> **Passage provided**:
--

I differ resting and break into two things. Resting is about sleep, but take a break is about going away from the distraction. It could be resting physicly or mentally, technology and everything that made me overwhelmed.

Bandung Station around 6 pm

I had a great time reading books and watching any content and woke up with good energy. It’s tough to feel happy when you just woke up. I feel so blessed and light. I suddenly took a lesson from my journey. Sometimes, I need a break time only for myself without getting in touch with people. I could focus on recovering my mental health from being overwhelmed. Josephine March ever had an accident which made her decision to break. When the time flew, she was all recovered. As for me, I was in the same boat as her. Even the journey of finding my soulmate. The difference is she has found her Bahr while I’m still single. So this is my journal, not a journal Jo.

A journey to find ourselves is the form of thinking and talking or looking deep in our hearts. I always find myself in a steady or stable stage, but once the hurricane came out, it was hard to stand still alone. Taking a break is out, relaxing our mind to always feel grateful to Allah and accepting the destiny that was given, even if that is our self. Being an idealist woman’s career isn’t easy. Always making planning after planning, productivity, and courage. Sometimes I had communication clashes with people. Taking a break is my thing to accept everything in life.

When I was seventeen, my friend asked me: “Why does your life seem so easy? You are always happy every day and feel like you have no trouble in your life?”. She doesn’t know that moment was one of the hardest times in my life. I always thought I was fearless to take everything easy, but deep inside myself I can’t sleep at all. Since the divorce of my parents, when I was about fifteen to eighteen, I was envious of my friend’s life, in my eyes who only focused on studies. While I needed to take care of myself alone being kind and independent, taking care of the house, and taking care of my parents to feel connected to the family after parted, my brothers who were still young and needed a figure of a mother, my grandma and grandpa who were already old, the social and everything around me who always asked me tons of question and statement, also I need to study. Is hard, isn’t it? At least for me, it was really hard. My score performance proves that when I was in senior high school was the lowest time in my life. I want to be free but I need to study, it’s hard to keep it up, and I put all the burden alone.

The time when I need to think about my next stage of life, my score is good enough in Chemistry and English, but I choose Communication instead, since I was so happy when I became an announcer in school, a reporter in one documenter, also I like the insight of media, I enjoy took the moment using the camera, reading all the materials made me happy. So I choose Communication and Literature as the second option. I was really brave enough to put away Mathematics, Physics, Chemistry, and Biology which I had a bad score. But still, I’m not that good.. I can’t keep up with my friends, I still focus on managing my emotional stage of life. End-up I regret several things, but thanks to that, I became better than I was before. I am better at studying in college life, and accepting my destiny, as I thought I was a lead actress not only a shadow. A bit funny when I remember my hobby is studying, yes it’s a fact.

Now, I miss that moment. I miss being an adolescent, becoming an adult is harder than I thought. Much harder after twenty-five has passed, I need to decide on someone who will be my lifetime partner. I don’t regret anything instead I’m grateful for becoming who I am today. I’m still far from success, but I ever told the HR staff in my office, that my thought on success is doing pleasant things everything is my kind of success. A break is really good for keeping a good pace on my journey, remembering all moments, and hardships, but only remaining a smile.

--

> **Work to complete**:
From the essay about taking a break, copy word for word the stretch from "Bandung Station around" through "a journal Jo.".

(Stored data entries)
--

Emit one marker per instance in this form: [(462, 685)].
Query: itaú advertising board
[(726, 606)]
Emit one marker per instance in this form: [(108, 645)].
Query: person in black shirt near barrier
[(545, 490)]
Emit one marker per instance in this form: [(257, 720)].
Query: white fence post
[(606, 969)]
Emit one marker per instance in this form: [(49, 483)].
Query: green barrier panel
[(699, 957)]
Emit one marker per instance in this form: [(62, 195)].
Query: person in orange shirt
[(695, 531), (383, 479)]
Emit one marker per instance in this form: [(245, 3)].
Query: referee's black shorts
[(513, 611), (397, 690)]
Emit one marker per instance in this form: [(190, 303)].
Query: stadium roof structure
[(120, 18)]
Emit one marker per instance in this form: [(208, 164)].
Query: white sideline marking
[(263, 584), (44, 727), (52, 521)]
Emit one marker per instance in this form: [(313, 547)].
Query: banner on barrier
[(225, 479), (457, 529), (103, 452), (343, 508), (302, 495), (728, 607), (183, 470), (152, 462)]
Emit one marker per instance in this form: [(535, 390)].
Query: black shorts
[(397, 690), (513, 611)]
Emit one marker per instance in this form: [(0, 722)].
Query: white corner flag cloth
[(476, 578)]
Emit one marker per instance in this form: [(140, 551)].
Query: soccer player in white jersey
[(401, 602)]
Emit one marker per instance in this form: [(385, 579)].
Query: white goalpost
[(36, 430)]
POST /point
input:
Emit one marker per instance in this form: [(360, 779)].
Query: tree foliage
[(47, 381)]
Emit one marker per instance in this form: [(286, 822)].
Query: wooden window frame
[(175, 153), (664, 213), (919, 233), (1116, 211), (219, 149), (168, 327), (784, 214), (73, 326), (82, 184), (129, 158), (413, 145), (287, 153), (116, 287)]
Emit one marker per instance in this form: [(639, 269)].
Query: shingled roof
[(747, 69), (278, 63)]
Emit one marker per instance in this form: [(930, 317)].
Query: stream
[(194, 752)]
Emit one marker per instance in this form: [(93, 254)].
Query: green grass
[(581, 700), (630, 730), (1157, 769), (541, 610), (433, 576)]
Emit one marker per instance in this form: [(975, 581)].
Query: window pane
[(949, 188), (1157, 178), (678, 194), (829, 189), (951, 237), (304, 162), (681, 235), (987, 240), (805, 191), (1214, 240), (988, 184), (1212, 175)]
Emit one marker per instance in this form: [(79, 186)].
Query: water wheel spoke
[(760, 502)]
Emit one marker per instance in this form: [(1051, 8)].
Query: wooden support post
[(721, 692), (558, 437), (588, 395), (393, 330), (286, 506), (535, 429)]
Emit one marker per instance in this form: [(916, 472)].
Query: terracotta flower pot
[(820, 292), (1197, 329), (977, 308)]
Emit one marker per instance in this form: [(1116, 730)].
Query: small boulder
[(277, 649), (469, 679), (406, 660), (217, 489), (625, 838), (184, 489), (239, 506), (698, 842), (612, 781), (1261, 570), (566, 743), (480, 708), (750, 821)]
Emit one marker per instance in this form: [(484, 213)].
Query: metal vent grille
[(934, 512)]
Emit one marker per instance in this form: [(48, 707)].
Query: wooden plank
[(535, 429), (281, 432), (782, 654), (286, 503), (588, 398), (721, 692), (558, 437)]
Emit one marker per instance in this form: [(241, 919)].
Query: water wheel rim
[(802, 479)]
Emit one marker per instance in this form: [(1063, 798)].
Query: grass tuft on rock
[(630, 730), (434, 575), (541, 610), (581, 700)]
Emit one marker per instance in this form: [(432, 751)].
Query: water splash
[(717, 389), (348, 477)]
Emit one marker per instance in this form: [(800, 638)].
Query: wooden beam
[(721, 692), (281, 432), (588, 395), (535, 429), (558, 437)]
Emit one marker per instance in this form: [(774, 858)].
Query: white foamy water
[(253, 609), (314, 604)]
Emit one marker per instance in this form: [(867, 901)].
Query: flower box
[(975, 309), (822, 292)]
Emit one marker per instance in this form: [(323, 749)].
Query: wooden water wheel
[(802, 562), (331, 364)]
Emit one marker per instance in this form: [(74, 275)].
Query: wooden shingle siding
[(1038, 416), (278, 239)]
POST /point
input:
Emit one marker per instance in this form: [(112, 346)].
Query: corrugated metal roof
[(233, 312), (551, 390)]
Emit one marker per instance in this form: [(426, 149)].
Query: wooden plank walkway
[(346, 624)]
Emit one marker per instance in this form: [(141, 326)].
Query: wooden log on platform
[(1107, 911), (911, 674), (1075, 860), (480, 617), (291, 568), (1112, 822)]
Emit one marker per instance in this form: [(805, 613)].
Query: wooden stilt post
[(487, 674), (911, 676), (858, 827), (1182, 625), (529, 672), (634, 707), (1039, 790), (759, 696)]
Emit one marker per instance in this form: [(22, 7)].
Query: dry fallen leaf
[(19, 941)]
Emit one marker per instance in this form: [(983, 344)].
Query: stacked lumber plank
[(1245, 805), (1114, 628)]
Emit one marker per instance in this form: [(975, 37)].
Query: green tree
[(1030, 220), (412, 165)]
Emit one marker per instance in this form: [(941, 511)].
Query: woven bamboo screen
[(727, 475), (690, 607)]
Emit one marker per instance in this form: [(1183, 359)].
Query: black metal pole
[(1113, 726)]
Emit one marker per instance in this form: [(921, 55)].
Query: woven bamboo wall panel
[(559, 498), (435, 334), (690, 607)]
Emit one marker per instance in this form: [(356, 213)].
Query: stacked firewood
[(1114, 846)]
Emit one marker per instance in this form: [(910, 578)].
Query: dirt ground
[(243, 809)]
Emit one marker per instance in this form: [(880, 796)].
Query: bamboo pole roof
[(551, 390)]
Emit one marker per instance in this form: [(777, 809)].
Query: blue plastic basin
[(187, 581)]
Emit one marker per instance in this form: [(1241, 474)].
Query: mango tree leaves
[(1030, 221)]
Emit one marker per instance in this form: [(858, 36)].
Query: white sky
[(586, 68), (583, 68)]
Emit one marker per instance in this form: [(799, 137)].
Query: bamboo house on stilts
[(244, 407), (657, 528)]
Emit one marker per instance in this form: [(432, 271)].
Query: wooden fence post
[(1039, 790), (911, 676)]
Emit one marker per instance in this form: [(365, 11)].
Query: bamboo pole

--

> **Answer for the task**:
Bandung Station around 6 pm

I had a great time reading books and watching any content and woke up with good energy. It’s tough to feel happy when you just woke up. I feel so blessed and light. I suddenly took a lesson from my journey. Sometimes, I need a break time only for myself without getting in touch with people. I could focus on recovering my mental health from being overwhelmed. Josephine March ever had an accident which made her decision to break. When the time flew, she was all recovered. As for me, I was in the same boat as her. Even the journey of finding my soulmate. The difference is she has found her Bahr while I’m still single. So this is my journal, not a journal Jo.